Rewrite the rows from the line containing "lamp in the frame above." up to and including the line containing "143,165 -> 321,241", replacing "sports broadcast truck" with "news helicopter" and keeping everything else unchanged. Leave the pictures out of your answer.

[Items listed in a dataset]
##############################

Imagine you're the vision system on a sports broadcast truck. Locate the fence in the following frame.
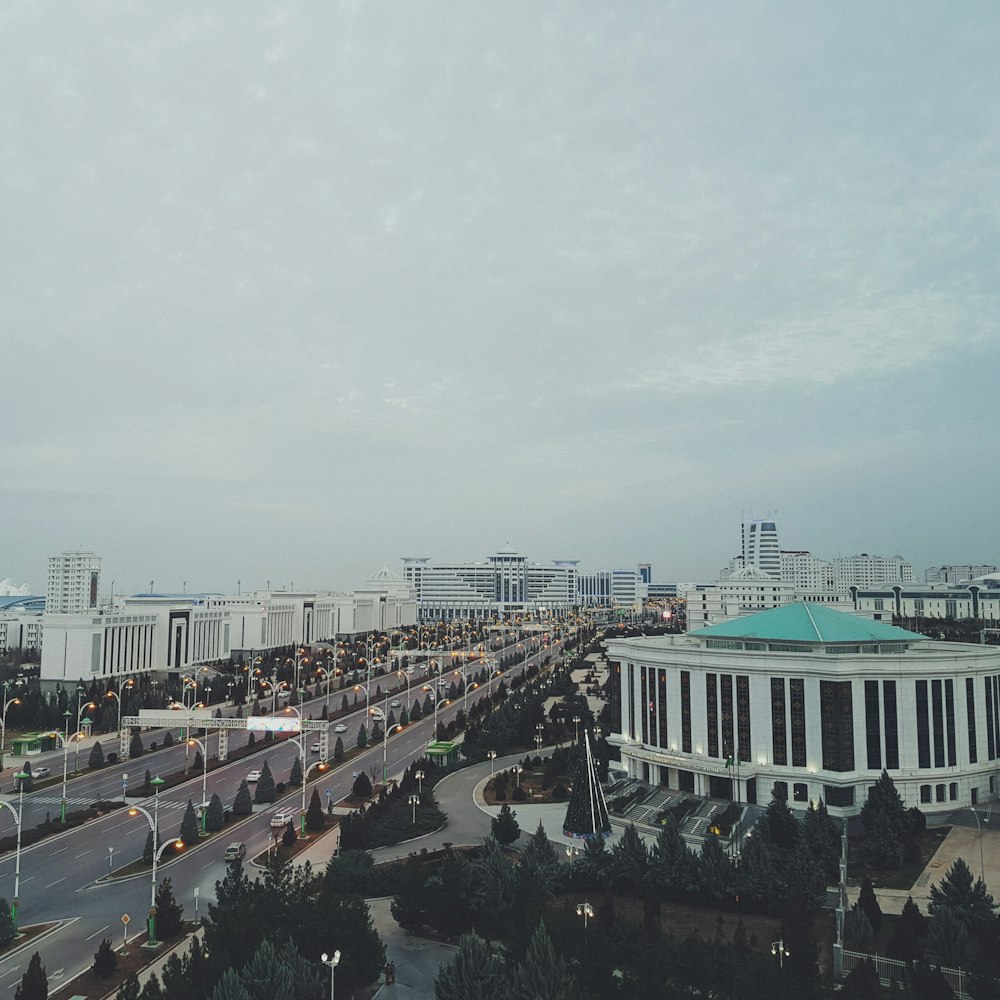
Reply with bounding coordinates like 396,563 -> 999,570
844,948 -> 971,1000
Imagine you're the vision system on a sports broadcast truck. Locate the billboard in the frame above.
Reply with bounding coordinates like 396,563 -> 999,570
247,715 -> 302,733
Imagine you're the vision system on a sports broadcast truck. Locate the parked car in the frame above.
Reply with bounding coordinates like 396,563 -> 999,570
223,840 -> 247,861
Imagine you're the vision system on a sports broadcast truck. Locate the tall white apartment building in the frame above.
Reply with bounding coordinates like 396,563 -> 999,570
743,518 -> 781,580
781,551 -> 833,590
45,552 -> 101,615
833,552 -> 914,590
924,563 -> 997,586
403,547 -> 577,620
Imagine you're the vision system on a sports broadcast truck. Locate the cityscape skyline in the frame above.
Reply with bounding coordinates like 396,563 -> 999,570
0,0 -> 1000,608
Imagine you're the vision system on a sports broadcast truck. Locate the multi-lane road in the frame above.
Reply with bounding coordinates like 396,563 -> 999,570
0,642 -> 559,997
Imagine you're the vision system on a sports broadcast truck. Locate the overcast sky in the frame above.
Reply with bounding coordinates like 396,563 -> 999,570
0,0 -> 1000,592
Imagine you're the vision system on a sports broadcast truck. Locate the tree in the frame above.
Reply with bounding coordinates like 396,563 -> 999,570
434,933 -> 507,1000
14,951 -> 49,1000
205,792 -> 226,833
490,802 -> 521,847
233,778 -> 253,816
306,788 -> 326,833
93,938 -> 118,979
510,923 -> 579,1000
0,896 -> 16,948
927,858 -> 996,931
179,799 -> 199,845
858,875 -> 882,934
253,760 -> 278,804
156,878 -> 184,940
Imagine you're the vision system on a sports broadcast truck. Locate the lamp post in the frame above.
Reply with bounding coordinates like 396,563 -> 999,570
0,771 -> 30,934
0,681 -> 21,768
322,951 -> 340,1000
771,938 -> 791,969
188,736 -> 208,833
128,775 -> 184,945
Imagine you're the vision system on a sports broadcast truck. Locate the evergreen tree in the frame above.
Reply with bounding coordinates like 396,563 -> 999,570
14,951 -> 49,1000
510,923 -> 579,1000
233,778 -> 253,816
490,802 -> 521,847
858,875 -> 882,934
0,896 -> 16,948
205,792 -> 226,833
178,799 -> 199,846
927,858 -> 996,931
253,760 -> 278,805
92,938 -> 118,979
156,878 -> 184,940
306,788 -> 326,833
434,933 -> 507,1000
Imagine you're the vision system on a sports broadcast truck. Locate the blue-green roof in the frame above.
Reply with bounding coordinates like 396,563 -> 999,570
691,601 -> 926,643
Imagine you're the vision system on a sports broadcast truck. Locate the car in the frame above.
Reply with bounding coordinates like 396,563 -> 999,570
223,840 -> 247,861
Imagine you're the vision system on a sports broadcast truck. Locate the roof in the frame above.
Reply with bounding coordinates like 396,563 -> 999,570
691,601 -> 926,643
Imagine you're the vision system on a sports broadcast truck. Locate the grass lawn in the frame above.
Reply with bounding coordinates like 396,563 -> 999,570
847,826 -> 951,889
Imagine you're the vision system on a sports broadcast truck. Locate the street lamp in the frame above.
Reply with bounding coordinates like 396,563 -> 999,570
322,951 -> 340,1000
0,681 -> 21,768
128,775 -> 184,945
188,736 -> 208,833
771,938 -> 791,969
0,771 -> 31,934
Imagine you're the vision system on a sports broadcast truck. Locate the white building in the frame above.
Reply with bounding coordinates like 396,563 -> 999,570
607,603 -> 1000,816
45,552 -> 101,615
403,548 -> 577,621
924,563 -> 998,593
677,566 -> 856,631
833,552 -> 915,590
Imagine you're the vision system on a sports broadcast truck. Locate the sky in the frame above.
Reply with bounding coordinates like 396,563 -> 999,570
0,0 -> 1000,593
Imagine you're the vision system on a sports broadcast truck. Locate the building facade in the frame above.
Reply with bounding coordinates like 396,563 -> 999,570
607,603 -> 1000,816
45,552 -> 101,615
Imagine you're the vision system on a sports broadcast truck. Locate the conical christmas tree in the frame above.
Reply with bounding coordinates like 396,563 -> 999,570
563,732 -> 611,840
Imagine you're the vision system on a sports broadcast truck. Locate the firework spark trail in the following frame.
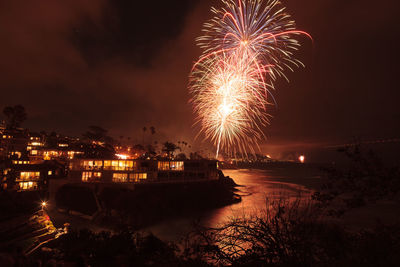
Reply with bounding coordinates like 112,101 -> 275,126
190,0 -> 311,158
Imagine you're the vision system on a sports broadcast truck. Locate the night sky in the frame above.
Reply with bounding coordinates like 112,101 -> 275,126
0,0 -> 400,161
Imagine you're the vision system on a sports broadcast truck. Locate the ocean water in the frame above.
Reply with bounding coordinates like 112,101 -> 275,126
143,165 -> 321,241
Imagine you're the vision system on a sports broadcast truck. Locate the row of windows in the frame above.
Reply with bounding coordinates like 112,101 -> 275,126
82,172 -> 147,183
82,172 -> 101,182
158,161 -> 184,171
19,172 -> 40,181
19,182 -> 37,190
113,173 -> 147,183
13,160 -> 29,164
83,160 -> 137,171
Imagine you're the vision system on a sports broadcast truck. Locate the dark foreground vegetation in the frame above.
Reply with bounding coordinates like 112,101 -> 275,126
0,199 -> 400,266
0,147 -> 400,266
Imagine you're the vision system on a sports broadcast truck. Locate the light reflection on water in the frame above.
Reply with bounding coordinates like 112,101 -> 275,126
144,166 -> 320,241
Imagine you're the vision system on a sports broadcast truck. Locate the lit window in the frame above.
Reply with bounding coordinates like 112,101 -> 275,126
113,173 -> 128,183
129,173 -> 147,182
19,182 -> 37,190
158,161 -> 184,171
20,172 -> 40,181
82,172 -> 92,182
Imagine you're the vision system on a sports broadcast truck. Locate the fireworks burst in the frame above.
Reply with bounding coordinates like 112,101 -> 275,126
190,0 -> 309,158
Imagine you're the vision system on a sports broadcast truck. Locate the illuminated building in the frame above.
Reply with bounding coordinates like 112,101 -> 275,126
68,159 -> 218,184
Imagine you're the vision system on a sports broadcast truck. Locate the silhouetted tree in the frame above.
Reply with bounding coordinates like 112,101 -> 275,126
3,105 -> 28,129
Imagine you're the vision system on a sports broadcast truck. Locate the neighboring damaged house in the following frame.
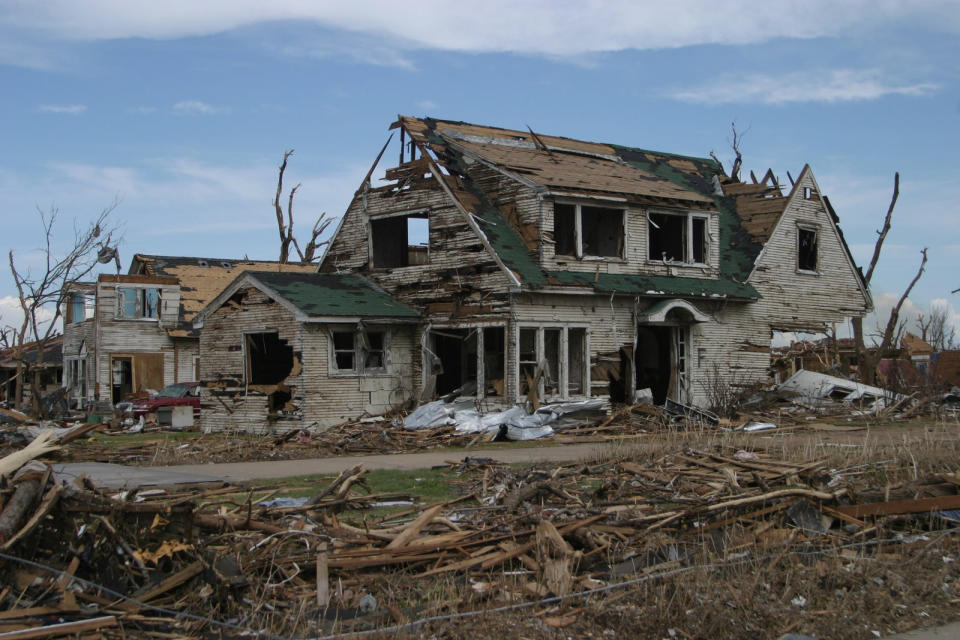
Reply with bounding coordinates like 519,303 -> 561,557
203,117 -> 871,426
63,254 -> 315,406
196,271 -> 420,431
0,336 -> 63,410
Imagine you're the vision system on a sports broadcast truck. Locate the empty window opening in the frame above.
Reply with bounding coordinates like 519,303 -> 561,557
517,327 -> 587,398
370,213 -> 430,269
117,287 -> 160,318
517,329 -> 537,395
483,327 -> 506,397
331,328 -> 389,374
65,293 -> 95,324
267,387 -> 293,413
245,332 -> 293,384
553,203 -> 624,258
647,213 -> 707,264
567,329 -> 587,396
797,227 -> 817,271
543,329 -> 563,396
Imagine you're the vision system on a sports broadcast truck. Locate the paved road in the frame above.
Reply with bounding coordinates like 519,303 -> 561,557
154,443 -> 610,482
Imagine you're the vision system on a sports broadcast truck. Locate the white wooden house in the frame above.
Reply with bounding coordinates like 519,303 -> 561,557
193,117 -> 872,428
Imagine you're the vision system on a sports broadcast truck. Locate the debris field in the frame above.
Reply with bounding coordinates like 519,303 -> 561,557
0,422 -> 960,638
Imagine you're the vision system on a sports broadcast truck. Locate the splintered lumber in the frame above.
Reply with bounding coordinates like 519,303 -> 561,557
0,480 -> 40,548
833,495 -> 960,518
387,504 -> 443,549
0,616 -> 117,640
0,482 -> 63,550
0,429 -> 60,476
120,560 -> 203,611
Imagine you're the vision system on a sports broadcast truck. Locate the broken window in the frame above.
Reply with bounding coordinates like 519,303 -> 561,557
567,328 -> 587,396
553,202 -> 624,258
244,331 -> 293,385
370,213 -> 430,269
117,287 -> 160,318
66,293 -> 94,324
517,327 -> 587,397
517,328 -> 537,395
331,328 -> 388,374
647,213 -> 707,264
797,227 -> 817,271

##############################

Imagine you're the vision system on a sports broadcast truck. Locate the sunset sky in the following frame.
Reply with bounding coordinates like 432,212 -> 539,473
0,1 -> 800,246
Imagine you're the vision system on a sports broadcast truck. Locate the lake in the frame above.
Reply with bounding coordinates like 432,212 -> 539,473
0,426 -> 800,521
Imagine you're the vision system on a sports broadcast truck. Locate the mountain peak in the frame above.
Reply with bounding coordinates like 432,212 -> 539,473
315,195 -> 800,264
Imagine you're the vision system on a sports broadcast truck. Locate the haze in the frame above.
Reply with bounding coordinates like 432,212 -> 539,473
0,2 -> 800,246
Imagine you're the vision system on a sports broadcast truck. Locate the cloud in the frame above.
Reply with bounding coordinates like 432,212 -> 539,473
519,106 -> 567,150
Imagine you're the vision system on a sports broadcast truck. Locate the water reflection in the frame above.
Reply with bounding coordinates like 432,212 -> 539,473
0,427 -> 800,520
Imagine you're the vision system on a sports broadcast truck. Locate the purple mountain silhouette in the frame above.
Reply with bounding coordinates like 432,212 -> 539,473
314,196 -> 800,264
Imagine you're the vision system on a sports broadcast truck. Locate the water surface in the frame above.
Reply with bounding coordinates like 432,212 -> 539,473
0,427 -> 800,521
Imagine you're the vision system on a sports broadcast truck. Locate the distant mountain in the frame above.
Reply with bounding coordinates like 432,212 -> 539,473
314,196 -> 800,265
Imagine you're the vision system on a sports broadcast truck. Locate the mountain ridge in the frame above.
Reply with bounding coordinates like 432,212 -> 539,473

##############################

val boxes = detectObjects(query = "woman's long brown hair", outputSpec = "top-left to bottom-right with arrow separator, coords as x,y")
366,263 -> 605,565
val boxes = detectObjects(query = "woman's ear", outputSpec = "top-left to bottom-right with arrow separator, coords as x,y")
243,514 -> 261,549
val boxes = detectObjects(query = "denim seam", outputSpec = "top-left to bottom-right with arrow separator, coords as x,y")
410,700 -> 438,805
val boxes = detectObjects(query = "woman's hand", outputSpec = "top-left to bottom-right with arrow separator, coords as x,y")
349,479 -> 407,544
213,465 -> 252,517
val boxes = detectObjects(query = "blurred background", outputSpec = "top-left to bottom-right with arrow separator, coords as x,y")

##############################

### ANSWER
Imagine you're the vision system on a news helicopter. Locate the street lamp in the frame above.
Reply with bounding coordinates like 396,563 -> 999,570
322,951 -> 340,1000
0,681 -> 21,768
128,775 -> 184,945
188,736 -> 208,833
771,938 -> 791,969
0,771 -> 31,934
Imagine you're the vision system on a news helicopter. Locate the white building in the frame above.
Reply with bounding coordinates like 396,563 -> 999,570
607,603 -> 1000,816
45,552 -> 101,615
403,548 -> 577,621
924,563 -> 998,593
677,566 -> 856,631
833,552 -> 915,590
Imagine you're the vision system on a news helicopter. Locate the sky in the frame above.
Reply with bounding coordinates like 396,563 -> 999,570
0,0 -> 1000,593
Imagine you're the vision system on a news helicopter. Locate the building facade in the frame above.
Reply with bounding coordinates like 396,563 -> 999,570
607,603 -> 1000,816
45,552 -> 101,615
Imagine you're the vision system on a news helicopter. Locate the conical christmas tree in the frame above.
Reply with bounding coordinates like 396,563 -> 999,570
563,732 -> 611,840
Imagine you're the vision system on a news helicopter. Locate the firework spark trail in the following frame.
Reply with bounding coordinates like 112,101 -> 275,126
190,0 -> 311,158
Imagine you're the vision system on a news helicopter. Locate the night sky in the frame above.
Reply with bounding coordinates like 112,101 -> 275,126
0,0 -> 400,161
Imagine you're the vision system on a news helicopter. Locate the ocean water in the frame above.
Reply with bounding coordinates like 112,101 -> 275,126
143,165 -> 321,241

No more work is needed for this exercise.